[[ Passage open ]]
The zelkova requires pruning to develop its structure, which will help avoid breakage. While in the nursery, it is essential to select a tree that has a single leader. The species will continue to grow branches that bunch and split inward towards the leader, creating deep “V-shaped” crotches. These branches need to be pruned yearly in the late fall through late winter to eliminate these extreme V-shapes.

Propagating Japanese Zelkova

Propagate a Japanese zelkova by seeds or plant cuttings. Seeds can produce variations of zelkova but cuttings taken from a specific tree will give you uniform seedlings if you prefer to propagate a group of similar zelkovas. Here's what to do when you take a cutting in the spring or early summer:

  • With a sterile cutting tool, take a new branch that is 4 to 6 inches long.
  • Remove the lower leaves but leave a couple on top of the cutting.
  • Dip the bottom of the cutting into rooting hormone.
  • Place the cutting into a pot with moist potting soil. If you are putting a few cuttings into one pot, space them about 1 inch apart.
  • Expect cuttings to root in about 10 weeks. Repot to larger pots until they can be planted in a permanent spot.

How to Grow Japanese Zelkova From Seed

Growing this tree from seed can be achieved, but it requires a lot of patience. You will need to keep the seedling in a pot for a couple of years until it is strong enough to be planted outdoors in its permanent place. If you want to grow Japanese zelkova from seed, harvest the seeds in the fall when the tree's flowers have faded and the pods have dried. Take these steps:

  1. Put seeds into a bag of moist sharp (or builder's) sand and refrigerate for six to eight weeks for a cold period that will break dormancy. Alternatively, you can keep them in a bag stored in a cold outdoor shed or outbuilding.
  2. Then sow the seeds (and any that have already germinated) into pots filled with garden soil about 1/4 inch deep.
  3. Keep the pots out of direct light and keep soil moistened.
  4. Seeds should take a couple of months to germinate.

Common Pests & Plant Diseases

Zelkova trees are susceptible to aphids that will attack the tree in the spring. Aphids will cause leaf and twig damage and ultimately death. Scale insects are another issue for zelkovas. These insects suck the juices from leaves and twigs of the tree, leaving behind waste, called "honeydew."

The tree can experience Phytophthora stem and collar (the swollen area around the base of a branch and trunk) rot disease. This soil-borne organism forms cankers on the tree's twigs, but not on the leaves.

Common Problems With Japanese Zelkova

The primary concern that Japanese zelkova presents is how easily it breaks. A habit the species has is the tendency to grow multiple leaders while having very fragile wood. Having multiple leaders is a genetic weakness in the species that is somewhat solved in some available cultivars but not in the wild type. If searching for a Japanese zelkova, it is crucial to buy a tree with a single trunk or leader, or the tree will eventually experience breakage at the tree’s crotch later in its lifespan or if it experiences ice.

  • Is zelkova a good tree?

    The Japanese zelkova tree is often a stand-in for the disease-ravaged American elm since both trees look similar. It's highly resistant to Dutch elm disease and the elm leaf beetle. Growing a Japanese zelkova as a specimen, shade tree, or street tree is a good idea if the right tree is chosen and cared for properly. Zelkova is also used for bonsai.

  • Is a zelkova tree messy?

    Zelkova is a deciduous tree, and though it's not considered a messy one, different types of zelkovas shed various amounts of leaves and bark. For example, the sawleaf zelkova is popular because it only sheds its smallish leaves in autumn. In general, zelkova trees do produce drupes, but they are small and inconspicuous, even when they drop.

  • Are Japanese zelkova trees invasive?

    No, the Japanese zelkova tree is not invasive.
[[ Passage closed ]]
[[ Record set open ]]
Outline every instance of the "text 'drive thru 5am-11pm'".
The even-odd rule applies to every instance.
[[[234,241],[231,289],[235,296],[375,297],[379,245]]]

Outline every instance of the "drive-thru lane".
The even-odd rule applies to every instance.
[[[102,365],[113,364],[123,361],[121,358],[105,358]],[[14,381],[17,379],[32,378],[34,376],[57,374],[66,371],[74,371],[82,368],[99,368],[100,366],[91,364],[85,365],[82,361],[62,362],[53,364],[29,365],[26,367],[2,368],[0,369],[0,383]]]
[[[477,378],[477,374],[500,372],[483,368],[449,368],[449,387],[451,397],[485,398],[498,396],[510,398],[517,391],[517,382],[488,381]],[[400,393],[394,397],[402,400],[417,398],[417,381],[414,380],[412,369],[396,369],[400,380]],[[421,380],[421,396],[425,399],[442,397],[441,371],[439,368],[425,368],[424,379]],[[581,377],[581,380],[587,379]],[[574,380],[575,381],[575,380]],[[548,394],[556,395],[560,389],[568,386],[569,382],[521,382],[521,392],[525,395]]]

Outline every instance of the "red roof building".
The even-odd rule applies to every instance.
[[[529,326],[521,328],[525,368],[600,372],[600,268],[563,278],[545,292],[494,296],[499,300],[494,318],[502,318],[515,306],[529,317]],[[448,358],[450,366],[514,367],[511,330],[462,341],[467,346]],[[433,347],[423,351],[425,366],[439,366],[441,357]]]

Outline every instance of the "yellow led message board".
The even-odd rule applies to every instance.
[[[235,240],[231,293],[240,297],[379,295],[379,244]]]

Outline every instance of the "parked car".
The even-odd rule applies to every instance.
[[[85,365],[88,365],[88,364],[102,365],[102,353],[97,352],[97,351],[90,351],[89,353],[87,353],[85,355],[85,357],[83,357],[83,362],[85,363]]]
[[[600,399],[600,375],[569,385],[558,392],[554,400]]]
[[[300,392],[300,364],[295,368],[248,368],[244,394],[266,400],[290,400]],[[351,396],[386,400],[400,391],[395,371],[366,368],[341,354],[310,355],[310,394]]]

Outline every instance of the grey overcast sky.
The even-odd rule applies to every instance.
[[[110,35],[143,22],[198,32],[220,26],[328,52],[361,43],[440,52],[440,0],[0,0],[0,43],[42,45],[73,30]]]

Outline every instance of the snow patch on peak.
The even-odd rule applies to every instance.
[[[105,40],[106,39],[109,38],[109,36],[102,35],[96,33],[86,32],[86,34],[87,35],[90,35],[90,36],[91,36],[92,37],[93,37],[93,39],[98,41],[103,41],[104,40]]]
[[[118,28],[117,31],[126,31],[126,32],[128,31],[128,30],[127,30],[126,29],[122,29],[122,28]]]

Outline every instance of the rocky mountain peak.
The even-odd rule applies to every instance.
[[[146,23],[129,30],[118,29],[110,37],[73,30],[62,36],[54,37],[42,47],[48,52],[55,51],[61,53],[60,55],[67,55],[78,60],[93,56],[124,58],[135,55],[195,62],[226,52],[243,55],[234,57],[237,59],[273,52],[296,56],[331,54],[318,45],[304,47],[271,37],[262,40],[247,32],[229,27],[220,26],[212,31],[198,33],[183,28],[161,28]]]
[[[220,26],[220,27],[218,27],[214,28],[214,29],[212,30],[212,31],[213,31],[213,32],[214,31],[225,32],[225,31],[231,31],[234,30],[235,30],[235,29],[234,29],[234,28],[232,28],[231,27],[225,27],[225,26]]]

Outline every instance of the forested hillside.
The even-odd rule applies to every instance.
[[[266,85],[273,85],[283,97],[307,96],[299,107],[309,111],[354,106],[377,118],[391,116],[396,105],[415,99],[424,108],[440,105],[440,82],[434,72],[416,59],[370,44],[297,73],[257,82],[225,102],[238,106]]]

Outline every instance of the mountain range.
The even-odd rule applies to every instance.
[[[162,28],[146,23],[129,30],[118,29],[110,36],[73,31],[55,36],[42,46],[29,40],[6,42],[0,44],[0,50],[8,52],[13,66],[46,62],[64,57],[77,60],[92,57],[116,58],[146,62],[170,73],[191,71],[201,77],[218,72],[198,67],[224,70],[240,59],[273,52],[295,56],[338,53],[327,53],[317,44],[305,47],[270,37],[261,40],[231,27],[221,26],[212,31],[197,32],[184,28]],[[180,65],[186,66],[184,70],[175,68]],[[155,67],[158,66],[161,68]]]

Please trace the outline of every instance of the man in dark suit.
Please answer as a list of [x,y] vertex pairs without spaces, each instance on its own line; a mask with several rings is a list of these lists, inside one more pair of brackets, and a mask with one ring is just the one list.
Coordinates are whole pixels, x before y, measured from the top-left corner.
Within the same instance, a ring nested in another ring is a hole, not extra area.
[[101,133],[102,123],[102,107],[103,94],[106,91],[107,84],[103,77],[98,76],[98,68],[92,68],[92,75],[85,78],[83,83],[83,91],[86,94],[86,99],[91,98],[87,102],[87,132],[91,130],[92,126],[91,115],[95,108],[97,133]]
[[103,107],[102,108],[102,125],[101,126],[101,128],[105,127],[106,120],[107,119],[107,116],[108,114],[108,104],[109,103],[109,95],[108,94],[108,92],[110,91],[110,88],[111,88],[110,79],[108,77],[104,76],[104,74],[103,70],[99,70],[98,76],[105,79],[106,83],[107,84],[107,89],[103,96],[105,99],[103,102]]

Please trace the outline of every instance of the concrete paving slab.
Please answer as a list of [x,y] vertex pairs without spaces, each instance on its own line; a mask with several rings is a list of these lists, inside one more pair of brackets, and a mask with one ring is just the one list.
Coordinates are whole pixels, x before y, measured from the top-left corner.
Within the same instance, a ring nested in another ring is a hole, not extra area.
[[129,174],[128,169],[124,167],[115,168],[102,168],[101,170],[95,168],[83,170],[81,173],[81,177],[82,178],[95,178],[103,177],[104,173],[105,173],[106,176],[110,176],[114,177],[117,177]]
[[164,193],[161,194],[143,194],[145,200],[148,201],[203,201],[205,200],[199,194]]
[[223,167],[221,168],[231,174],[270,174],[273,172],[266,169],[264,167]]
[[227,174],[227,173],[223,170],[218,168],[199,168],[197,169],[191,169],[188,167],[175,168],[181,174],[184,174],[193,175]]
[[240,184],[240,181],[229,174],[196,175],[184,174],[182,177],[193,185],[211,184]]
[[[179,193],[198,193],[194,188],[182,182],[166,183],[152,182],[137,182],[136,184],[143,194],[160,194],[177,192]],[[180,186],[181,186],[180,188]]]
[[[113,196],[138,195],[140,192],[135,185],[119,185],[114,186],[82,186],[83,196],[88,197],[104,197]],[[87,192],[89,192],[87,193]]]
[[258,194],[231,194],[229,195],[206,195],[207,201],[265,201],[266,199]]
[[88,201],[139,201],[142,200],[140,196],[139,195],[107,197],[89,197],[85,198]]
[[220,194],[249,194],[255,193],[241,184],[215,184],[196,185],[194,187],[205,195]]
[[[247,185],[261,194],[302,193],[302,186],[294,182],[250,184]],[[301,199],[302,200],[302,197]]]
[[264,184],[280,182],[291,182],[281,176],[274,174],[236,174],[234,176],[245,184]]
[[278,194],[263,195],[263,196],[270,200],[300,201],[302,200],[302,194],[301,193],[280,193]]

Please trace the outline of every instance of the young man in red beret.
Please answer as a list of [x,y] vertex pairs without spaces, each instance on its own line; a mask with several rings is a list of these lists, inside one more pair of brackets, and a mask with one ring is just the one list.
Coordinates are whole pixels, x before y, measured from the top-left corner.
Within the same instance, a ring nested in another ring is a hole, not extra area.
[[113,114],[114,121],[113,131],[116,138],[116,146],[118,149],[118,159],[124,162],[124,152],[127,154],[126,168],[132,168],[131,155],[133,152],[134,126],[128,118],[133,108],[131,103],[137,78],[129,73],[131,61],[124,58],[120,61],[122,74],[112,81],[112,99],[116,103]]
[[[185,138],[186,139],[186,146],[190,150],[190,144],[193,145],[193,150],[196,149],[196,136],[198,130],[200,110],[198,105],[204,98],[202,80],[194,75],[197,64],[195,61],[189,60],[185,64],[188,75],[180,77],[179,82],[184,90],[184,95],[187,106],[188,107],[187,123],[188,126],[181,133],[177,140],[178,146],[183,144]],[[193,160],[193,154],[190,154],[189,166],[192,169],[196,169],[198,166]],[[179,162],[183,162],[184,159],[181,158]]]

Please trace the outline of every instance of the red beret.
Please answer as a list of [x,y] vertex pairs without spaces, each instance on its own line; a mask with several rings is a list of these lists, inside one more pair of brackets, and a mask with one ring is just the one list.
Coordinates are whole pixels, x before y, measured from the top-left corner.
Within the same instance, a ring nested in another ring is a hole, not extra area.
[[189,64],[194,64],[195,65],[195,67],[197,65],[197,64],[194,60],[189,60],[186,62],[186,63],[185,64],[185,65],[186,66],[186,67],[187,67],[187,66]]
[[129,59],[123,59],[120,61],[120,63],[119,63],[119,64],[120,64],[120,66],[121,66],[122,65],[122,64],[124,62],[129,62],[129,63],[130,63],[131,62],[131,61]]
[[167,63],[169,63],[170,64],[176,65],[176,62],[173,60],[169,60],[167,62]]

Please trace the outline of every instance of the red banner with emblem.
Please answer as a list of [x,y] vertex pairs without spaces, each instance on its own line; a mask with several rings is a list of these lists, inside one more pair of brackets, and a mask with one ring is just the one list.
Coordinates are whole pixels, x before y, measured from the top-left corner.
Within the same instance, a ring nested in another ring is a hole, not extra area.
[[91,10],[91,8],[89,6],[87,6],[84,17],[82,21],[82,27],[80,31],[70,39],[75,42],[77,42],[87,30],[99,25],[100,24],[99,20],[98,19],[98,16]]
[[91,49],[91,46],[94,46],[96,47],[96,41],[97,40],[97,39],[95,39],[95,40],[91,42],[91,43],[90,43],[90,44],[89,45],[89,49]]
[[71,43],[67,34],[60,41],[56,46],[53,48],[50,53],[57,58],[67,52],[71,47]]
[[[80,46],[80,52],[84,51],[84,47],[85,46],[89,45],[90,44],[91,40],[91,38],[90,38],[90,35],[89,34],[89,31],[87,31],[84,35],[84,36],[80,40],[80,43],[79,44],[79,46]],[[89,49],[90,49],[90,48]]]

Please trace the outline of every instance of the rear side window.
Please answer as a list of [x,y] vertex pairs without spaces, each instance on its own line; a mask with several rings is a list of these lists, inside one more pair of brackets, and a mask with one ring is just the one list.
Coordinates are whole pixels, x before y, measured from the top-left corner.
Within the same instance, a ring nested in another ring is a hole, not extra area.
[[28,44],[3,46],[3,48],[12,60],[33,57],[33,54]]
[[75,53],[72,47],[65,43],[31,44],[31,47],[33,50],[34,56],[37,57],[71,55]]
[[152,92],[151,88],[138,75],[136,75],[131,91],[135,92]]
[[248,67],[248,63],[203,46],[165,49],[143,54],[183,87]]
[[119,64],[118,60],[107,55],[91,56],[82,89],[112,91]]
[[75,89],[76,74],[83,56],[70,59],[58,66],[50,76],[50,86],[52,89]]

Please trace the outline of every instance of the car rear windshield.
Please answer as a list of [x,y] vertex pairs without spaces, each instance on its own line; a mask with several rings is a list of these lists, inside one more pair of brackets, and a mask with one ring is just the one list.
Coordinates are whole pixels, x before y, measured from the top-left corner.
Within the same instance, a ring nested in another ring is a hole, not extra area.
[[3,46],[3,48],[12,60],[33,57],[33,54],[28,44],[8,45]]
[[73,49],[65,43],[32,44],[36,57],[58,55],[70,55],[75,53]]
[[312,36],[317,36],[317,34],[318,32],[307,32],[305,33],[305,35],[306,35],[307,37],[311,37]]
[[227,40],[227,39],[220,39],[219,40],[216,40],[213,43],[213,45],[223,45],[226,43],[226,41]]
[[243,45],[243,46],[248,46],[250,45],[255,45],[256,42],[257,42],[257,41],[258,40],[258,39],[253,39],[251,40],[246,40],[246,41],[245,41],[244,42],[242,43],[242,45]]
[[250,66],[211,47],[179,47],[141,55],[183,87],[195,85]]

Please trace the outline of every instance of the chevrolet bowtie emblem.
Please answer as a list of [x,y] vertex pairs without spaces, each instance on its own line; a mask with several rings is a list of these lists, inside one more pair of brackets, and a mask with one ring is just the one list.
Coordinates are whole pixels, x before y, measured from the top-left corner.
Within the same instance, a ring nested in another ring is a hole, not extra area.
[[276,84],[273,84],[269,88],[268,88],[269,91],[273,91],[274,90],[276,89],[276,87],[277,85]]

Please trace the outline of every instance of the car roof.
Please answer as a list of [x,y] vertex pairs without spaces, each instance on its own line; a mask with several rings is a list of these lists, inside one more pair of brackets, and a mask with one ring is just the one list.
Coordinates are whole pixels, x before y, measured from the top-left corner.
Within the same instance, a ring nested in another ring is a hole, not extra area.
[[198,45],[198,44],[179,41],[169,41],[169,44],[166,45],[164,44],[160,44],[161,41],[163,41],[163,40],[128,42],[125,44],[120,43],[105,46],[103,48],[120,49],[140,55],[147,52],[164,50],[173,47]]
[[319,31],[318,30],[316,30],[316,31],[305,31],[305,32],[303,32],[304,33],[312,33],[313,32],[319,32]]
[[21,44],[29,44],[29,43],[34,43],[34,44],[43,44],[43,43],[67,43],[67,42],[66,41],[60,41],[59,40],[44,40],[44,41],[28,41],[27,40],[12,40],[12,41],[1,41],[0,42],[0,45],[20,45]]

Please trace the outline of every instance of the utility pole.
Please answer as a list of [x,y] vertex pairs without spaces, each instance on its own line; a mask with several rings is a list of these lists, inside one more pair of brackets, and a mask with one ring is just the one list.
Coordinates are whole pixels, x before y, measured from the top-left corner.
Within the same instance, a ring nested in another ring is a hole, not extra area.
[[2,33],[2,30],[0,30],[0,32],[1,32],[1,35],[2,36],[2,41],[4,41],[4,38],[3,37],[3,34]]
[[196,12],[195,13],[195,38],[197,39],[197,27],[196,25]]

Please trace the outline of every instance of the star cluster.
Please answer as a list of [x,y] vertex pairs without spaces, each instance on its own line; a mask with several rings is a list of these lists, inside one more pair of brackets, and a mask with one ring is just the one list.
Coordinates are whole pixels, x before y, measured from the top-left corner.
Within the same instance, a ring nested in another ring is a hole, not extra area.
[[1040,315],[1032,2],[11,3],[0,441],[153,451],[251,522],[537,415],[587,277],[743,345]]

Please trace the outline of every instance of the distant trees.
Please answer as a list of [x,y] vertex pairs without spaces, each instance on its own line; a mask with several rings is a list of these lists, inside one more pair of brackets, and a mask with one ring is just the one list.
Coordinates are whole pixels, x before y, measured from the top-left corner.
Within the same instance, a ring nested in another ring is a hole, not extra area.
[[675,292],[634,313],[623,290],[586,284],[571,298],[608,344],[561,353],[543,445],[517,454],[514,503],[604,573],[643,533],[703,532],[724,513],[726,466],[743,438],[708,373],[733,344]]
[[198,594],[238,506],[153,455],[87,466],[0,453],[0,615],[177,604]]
[[ Record set closed ]]
Your task -> From the zelkova passage, list every use the text names for growing a Japanese zelkova.

Written reply ->
- Specimen
- Shade tree
- Street tree
- Bonsai